Start of QUOTED TEXT

[3/6] drm/i915: Fix and improve MCR selection logic
diff mbox series

Message ID 20190717180624.20354-4-tvrtko.ursulin@linux.intel.com
State New
Headers show
Series
  • MCR fixes and more
Related show

Commit Message

Tvrtko Ursulin July 17, 2019, 6:06 p.m. UTC
From: Tvrtko Ursulin <tvrtko.ursulin@intel.com>

A couple issues were present in this code:

1.
fls() usage was incorrect causing off by one in subslice mask lookup,
which in other words means subslice mask of all zeroes is always used
(subslice mask of a slice which is not present, or even out of bounds
array access), rendering the checks in wa_init_mcr either futile or
random.

2.
Condition in WARN_ON was not correct. It is doing a bitwise and operation
between a positive (present subslices) and negative mask (disabled L3
banks).

This means that with corrected fls() usage the assert would always
incorrectly fail.

We could fix this by inverting the fuse bits in the check, but instead do
one better and improve the code so it not only asserts, but finds the
first common index between the two masks and only warns if no such index
can be found.

End of QUOTED TEXT
Start of SUPPLIED INFORMATION

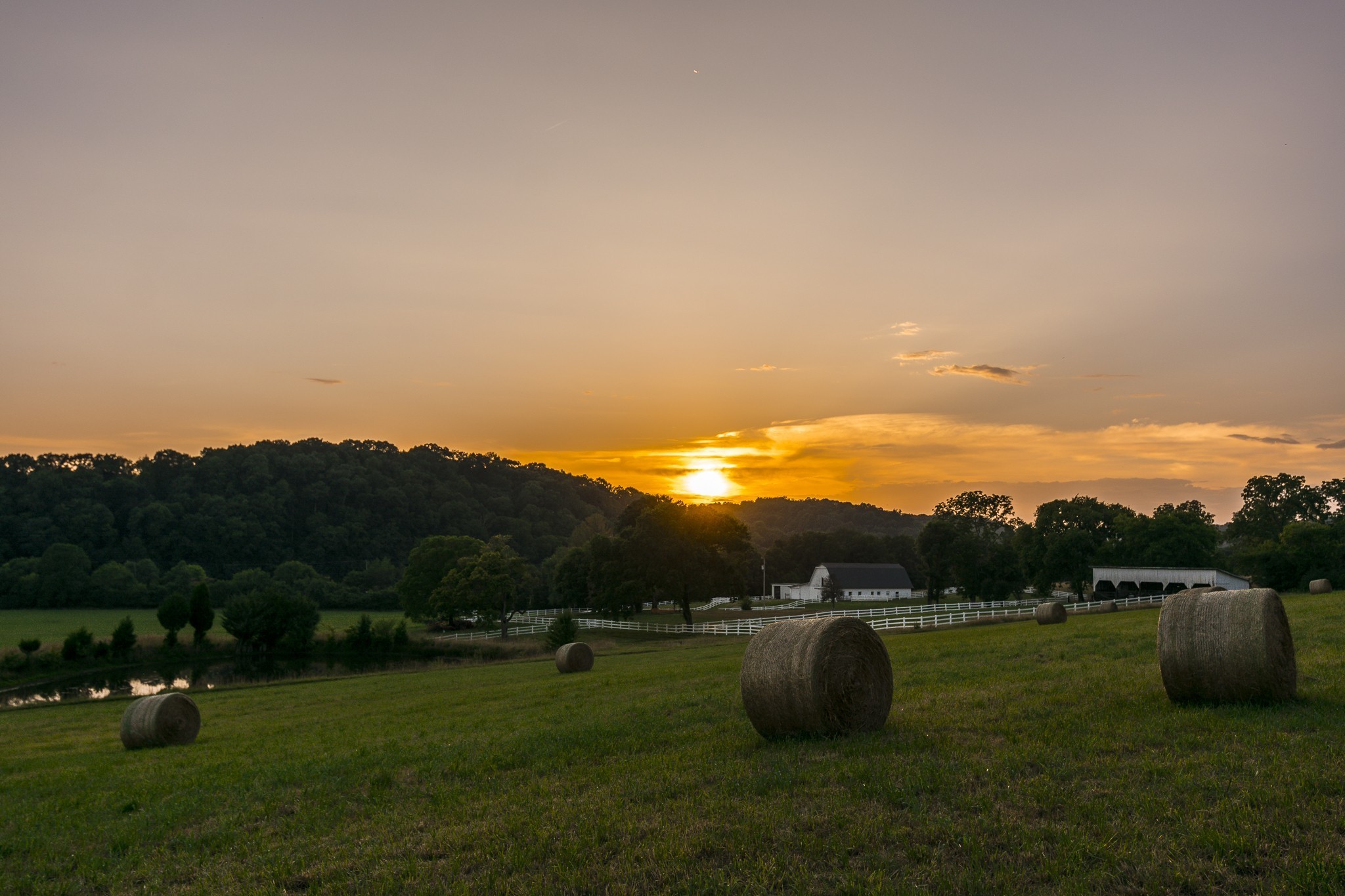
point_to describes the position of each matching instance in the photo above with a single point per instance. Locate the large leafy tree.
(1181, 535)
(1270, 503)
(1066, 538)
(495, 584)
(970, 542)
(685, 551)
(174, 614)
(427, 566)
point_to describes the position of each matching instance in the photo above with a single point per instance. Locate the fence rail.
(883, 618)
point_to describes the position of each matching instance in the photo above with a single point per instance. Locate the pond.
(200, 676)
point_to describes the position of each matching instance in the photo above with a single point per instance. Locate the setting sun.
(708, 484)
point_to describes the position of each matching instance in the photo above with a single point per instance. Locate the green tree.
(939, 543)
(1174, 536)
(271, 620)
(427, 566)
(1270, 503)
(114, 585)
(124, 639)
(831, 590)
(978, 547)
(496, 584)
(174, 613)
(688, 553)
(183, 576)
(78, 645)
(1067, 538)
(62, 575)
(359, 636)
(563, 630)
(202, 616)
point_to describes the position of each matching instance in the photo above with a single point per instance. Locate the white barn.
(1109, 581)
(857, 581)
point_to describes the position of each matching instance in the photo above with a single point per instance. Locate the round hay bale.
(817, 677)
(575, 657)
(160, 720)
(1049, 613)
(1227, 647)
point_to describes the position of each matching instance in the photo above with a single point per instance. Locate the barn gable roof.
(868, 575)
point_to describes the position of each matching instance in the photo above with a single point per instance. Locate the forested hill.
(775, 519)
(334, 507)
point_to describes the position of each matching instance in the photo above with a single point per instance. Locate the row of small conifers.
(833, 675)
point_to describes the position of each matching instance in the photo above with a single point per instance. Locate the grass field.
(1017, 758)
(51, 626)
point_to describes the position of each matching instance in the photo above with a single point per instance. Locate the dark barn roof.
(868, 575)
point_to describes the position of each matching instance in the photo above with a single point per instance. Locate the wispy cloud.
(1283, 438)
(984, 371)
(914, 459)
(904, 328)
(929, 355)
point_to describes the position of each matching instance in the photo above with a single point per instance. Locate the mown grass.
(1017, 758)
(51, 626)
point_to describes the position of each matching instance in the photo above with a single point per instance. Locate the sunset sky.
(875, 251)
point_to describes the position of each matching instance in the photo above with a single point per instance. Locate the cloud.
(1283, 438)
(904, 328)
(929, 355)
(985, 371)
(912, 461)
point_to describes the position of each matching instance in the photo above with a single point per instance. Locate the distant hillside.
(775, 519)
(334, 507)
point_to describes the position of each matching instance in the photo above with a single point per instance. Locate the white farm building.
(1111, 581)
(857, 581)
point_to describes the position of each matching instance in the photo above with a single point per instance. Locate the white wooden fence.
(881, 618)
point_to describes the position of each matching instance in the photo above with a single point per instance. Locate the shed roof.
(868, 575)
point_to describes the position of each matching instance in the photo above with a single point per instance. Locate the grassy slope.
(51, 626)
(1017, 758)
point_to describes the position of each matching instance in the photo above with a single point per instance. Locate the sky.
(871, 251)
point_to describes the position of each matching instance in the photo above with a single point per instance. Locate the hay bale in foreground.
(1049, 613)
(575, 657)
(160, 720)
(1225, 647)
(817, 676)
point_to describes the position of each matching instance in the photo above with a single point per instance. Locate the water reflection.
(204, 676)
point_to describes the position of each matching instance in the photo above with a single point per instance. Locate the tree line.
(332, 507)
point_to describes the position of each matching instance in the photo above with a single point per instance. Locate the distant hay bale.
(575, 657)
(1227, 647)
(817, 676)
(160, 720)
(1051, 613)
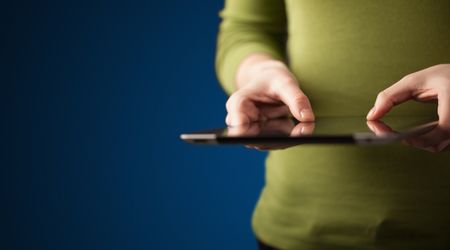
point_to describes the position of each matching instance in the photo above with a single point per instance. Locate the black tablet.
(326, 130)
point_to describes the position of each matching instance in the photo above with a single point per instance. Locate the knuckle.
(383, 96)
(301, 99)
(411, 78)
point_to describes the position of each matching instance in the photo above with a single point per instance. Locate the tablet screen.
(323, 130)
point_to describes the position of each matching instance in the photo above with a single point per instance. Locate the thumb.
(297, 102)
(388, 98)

End of SUPPLIED INFORMATION

List every code identifier (function or macro name) mentioned in the commit message on the patch page. The entries are separate material, unrelated to the patch page.

**WRITTEN ANSWER:**
fls(), WARN_ON, wa_init_mcr